### Exercise prompt:
Your task is to copy the lines of the data below from the line holding "Target: black rubber boot" through the line holding "Target: camouflage uniform", inclusive, exactly and with nothing added.

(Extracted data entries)
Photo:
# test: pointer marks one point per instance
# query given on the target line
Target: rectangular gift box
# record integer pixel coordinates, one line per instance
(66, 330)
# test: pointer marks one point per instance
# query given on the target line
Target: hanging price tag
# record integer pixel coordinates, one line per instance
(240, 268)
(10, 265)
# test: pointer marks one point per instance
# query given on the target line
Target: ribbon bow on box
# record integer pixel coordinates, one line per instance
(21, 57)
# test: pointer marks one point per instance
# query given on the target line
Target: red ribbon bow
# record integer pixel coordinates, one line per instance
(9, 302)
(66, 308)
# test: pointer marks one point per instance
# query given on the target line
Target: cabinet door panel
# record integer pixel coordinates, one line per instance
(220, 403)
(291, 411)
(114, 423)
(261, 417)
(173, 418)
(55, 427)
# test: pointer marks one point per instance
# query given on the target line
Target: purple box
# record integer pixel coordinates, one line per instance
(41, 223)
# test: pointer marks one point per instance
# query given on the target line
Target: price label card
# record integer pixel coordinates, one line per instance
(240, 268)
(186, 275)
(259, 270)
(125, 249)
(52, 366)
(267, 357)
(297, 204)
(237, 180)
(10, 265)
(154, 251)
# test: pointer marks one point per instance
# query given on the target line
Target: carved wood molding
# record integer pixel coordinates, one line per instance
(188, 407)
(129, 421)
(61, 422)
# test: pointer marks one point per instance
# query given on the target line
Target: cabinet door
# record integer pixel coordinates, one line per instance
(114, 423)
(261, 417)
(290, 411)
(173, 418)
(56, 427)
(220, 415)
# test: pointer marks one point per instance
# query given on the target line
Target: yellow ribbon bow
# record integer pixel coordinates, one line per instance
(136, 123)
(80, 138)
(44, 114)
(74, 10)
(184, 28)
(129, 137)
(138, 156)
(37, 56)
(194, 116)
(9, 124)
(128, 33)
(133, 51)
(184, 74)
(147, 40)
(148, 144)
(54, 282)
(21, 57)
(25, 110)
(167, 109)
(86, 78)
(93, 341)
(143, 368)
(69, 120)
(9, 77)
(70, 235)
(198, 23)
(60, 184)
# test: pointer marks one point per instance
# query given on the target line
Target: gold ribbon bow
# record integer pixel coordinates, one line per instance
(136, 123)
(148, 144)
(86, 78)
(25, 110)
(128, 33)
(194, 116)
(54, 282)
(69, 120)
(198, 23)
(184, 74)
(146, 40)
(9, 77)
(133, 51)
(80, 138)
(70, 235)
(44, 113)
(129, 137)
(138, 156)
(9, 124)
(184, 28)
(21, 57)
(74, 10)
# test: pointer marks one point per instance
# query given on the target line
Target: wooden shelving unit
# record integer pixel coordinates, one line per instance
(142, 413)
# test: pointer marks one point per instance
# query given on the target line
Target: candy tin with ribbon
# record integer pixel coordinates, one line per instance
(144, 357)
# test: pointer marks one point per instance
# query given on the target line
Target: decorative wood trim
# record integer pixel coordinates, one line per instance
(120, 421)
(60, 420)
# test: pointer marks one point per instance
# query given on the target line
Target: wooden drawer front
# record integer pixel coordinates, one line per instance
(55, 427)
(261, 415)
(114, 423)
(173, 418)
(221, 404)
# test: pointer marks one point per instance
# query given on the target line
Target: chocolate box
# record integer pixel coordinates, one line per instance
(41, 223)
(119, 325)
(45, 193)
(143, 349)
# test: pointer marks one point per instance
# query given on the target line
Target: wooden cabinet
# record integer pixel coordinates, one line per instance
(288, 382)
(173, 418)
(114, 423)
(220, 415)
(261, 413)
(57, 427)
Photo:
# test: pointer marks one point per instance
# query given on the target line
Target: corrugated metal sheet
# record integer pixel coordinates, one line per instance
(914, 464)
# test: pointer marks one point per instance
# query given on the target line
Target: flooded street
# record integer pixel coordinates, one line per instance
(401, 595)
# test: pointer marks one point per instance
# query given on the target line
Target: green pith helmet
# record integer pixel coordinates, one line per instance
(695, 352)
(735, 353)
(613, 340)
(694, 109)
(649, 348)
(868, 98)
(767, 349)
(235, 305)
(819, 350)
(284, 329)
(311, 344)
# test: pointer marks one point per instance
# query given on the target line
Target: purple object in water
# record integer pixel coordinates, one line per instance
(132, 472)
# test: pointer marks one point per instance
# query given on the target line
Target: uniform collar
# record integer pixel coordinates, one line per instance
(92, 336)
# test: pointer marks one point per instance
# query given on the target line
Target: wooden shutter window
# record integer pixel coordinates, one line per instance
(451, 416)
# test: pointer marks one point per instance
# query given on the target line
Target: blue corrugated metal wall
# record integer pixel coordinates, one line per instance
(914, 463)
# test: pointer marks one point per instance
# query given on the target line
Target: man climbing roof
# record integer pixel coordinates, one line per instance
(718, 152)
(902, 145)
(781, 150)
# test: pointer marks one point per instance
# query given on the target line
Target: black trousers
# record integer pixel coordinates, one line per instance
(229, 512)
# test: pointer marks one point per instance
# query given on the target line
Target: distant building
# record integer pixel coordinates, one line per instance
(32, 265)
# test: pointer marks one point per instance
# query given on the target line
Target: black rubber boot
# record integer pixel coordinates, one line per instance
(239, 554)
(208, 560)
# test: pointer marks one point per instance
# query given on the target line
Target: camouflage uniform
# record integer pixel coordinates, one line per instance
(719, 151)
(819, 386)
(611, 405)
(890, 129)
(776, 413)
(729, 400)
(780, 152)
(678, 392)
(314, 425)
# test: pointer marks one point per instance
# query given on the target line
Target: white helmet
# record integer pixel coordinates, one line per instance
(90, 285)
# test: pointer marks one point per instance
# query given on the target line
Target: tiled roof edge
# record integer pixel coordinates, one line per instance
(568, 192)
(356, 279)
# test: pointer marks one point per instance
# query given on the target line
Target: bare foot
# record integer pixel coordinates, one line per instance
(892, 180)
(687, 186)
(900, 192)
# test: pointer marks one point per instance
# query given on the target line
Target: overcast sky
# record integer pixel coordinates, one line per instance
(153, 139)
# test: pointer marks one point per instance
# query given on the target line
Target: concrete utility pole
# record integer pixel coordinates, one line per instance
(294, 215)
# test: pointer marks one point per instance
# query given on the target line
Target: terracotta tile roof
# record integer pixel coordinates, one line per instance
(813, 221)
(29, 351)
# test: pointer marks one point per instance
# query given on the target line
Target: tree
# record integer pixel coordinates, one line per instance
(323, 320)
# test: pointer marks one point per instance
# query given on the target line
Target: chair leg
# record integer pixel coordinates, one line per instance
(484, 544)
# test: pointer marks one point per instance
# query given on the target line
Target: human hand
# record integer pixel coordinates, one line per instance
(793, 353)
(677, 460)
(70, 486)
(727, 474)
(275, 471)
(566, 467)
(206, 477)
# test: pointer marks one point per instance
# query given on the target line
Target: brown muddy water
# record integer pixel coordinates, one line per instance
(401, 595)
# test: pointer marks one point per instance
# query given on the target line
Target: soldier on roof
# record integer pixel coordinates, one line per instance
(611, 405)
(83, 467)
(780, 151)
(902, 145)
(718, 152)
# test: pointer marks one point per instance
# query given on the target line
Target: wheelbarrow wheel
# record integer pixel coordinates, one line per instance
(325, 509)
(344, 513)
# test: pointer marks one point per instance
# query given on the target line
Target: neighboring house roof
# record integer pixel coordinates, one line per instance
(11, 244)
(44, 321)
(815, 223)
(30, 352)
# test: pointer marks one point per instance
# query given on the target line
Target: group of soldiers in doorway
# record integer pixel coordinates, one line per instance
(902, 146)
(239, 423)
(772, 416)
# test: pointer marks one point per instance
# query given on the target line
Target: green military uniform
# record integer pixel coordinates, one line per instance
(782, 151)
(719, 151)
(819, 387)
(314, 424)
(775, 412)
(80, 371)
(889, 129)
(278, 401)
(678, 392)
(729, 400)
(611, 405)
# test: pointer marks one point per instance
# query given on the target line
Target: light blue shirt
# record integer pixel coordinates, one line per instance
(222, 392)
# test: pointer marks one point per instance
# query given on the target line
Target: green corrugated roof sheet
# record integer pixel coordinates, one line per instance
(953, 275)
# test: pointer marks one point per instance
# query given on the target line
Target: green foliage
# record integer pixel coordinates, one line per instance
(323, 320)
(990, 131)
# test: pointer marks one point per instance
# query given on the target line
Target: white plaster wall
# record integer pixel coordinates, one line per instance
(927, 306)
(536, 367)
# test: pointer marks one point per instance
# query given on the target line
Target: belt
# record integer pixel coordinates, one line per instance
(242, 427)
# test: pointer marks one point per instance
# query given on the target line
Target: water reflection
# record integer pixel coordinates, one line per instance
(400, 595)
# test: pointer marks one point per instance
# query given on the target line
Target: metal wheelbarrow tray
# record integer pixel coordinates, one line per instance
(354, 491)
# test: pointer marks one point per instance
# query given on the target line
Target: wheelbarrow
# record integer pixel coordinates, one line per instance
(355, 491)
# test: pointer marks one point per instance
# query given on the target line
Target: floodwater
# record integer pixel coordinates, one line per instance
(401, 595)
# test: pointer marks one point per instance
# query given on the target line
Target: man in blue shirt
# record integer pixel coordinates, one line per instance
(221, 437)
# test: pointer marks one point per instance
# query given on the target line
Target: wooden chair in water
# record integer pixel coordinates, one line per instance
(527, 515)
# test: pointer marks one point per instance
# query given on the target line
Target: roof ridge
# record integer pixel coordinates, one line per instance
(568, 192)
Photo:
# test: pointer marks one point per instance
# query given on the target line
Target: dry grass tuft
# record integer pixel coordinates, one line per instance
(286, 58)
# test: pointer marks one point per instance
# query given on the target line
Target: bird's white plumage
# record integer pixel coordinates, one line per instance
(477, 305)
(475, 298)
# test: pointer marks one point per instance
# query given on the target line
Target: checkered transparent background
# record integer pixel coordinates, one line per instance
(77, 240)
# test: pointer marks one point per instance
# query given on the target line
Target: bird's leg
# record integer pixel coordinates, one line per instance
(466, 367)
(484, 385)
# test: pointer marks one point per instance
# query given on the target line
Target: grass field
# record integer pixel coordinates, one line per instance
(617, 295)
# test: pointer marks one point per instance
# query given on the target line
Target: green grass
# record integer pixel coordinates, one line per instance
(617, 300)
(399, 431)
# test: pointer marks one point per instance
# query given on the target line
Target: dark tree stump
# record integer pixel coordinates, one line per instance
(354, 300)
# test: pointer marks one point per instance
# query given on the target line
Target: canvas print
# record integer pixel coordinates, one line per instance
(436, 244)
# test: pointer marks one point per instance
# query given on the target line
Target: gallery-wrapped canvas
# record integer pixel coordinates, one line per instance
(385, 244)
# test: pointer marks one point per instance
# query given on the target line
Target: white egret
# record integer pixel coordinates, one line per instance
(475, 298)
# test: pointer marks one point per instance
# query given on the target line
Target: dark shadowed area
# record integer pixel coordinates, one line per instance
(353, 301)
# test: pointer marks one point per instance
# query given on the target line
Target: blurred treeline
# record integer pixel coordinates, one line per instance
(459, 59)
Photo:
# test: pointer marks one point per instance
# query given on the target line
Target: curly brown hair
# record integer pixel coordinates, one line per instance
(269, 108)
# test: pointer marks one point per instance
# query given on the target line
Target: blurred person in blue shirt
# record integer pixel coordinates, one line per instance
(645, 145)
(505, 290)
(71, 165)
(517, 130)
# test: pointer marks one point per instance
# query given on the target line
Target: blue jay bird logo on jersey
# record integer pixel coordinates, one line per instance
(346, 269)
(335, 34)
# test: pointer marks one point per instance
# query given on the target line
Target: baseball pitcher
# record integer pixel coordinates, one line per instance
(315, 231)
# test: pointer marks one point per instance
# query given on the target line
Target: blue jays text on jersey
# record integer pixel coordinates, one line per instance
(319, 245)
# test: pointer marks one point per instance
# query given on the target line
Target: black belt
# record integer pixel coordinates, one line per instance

### Finished exercise:
Target: black rubber boot
# record integer pixel coordinates, one line per instance
(239, 554)
(208, 560)
# test: pointer marks one point per instance
# query given on the target line
Target: camouflage uniform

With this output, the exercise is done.